**SELECTED TEXT**

↓

OS X does not require a separate disk image for each machine. The minimal hardware diversity combined with a far more effective way of creating a consistent install, allows a single disk image to be deployed to every machine, regardless of age (within limits – the major Intel transition is a break from the older PPC world, but not a problem with new installs anymore).
As far as licensing, compare a Dell Server with a similarly configured XServe. The XServe hardware is cheaper than the same Dell, AND, when you add in all the Windows CALS licenses, an XServe is a fraction of the cost of the Dell.
And this is acquisition costs!! Life cycle maintenance costs on OS X are 20% or so of Windows, so the required IT support staff is greatly reduced.
The big issue with migrating from Windows is a massively proprietary nature of the Windows environment; each and every Microsoft product stores YOUR data in proprietary formats that are not easily transferred to non-Microsoft solutions, intact. Microsoft products are engineered in such a way, that if you buy into one product, if you want to extend that functionality, it has to be with another Microsoft product; the interfaces and data formats are al closed, so they hold your data hostage, and as a result, create massive cost barriers to migration.
Virtually every Apple product either stores the data in an open, published format, or provides extensive capability to move that data into non-proprietary formats.
Apple is willing to compete on capabilities; Microsoft knows they could not compete in that arena, and locks up the data formats, making migration costly.
Well put Kirk.
One of the big reasons we are making the shift to OS X is exactly that reason: we can create standard versions of our Foliovision bundle to clone out to new Mac Minis as we acquire them. At each stage modifying the image is not difficult.

↑

**STATED TASK 1**
Copy out the records starting at the line that has "[locate] the tree line" and stopping after the line that has "x=300, y=110", requests included, and shift every x and y coordinate in the answers up by 147. Leave the sample coordinates in the requests as they are.
The text and the records come from different sources and are unrelated.

**RECORDS SHOWN**
↓

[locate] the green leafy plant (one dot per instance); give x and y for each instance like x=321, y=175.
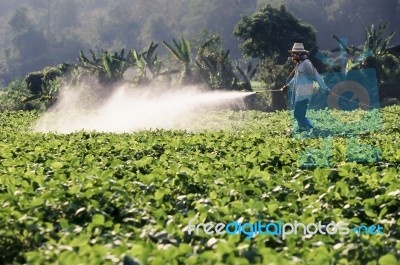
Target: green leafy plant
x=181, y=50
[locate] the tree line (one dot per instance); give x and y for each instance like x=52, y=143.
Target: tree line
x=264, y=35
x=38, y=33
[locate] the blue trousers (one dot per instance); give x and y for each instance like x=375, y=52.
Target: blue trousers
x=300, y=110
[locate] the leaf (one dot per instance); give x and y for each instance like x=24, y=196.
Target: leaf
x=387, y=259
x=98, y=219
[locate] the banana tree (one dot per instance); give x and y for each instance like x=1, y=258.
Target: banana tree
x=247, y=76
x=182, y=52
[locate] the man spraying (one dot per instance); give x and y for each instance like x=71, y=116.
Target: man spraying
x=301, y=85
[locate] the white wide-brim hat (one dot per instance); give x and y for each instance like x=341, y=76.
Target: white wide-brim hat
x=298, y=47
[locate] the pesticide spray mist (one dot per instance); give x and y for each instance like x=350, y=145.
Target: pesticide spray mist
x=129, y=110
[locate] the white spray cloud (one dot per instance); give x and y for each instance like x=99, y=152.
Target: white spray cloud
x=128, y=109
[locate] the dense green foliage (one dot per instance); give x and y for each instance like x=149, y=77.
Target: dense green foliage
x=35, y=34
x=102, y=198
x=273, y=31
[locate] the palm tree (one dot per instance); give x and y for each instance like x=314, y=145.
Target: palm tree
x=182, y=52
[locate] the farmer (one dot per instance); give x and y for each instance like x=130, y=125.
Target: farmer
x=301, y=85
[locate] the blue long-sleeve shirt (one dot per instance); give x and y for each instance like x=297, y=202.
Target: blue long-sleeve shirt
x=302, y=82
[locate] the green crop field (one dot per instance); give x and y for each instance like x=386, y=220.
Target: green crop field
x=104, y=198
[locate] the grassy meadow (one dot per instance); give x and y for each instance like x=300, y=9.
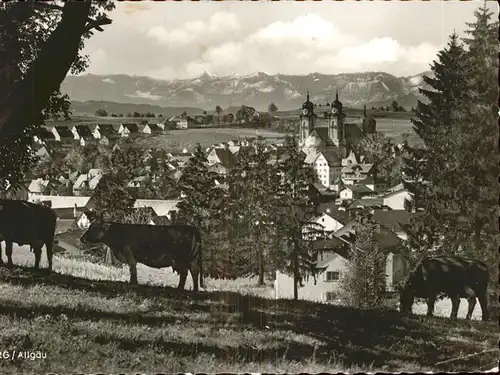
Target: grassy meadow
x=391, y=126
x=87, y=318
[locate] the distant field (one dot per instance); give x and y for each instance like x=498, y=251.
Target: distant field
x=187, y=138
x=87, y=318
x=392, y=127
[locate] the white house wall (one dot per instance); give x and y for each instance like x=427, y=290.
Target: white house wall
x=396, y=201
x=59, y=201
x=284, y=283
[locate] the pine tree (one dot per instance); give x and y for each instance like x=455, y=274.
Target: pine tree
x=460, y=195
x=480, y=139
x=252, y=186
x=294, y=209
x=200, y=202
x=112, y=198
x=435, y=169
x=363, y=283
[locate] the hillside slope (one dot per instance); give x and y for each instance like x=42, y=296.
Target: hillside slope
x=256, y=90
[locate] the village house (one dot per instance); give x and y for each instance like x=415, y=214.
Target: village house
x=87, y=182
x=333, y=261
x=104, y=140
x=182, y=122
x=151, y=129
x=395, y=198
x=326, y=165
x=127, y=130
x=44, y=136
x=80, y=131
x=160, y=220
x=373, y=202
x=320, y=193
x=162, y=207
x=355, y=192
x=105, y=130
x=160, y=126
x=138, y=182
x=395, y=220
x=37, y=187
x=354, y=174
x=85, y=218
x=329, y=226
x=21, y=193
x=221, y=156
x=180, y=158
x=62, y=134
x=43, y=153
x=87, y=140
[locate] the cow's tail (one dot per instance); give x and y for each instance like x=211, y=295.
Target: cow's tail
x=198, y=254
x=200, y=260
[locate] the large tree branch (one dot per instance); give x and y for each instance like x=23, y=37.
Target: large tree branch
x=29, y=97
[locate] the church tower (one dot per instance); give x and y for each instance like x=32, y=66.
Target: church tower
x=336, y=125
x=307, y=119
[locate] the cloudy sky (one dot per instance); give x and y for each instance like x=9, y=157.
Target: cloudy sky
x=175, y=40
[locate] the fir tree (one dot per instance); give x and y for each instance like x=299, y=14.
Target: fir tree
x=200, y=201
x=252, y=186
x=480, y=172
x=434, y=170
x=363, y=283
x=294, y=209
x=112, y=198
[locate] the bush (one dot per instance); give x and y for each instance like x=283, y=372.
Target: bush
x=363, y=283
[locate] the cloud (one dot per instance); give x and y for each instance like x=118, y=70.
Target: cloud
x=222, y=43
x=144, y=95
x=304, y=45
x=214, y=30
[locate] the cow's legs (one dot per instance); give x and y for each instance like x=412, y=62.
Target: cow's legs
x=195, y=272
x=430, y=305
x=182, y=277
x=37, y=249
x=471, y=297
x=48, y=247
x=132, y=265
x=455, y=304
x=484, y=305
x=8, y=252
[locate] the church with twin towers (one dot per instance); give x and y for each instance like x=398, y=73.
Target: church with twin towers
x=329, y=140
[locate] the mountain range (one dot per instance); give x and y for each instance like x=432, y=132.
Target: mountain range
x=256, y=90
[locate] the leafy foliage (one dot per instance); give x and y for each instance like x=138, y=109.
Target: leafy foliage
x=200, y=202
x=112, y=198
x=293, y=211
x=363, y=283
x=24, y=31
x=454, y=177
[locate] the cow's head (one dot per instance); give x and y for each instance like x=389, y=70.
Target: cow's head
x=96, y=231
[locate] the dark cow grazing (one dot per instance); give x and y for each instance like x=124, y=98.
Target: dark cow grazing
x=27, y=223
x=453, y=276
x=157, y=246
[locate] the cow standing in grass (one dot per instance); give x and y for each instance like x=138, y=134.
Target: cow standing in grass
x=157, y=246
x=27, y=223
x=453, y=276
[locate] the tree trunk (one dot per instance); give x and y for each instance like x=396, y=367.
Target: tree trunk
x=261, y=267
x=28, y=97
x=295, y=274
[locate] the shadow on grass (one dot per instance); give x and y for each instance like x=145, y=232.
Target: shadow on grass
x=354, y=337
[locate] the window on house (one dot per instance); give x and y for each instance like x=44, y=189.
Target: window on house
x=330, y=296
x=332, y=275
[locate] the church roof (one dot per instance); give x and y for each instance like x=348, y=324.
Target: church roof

↑

**STATED TASK 2**
Give back, word for word, the part of the post on OS X and Windows that begins at the words "OS X does not" and stops after "is greatly reduced.".

**EXPECTED OUTPUT 1**
[locate] the tree line (one dot per instance); give x and y for each instance like x=52, y=143.
Target: tree line
x=411, y=182
x=185, y=180
[locate] the blue trousers (one dot per instance); give x and y for each instance like x=375, y=52.
Target: blue trousers
x=447, y=257

**EXPECTED OUTPUT 2**
OS X does not require a separate disk image for each machine. The minimal hardware diversity combined with a far more effective way of creating a consistent install, allows a single disk image to be deployed to every machine, regardless of age (within limits – the major Intel transition is a break from the older PPC world, but not a problem with new installs anymore).
As far as licensing, compare a Dell Server with a similarly configured XServe. The XServe hardware is cheaper than the same Dell, AND, when you add in all the Windows CALS licenses, an XServe is a fraction of the cost of the Dell.
And this is acquisition costs!! Life cycle maintenance costs on OS X are 20% or so of Windows, so the required IT support staff is greatly reduced.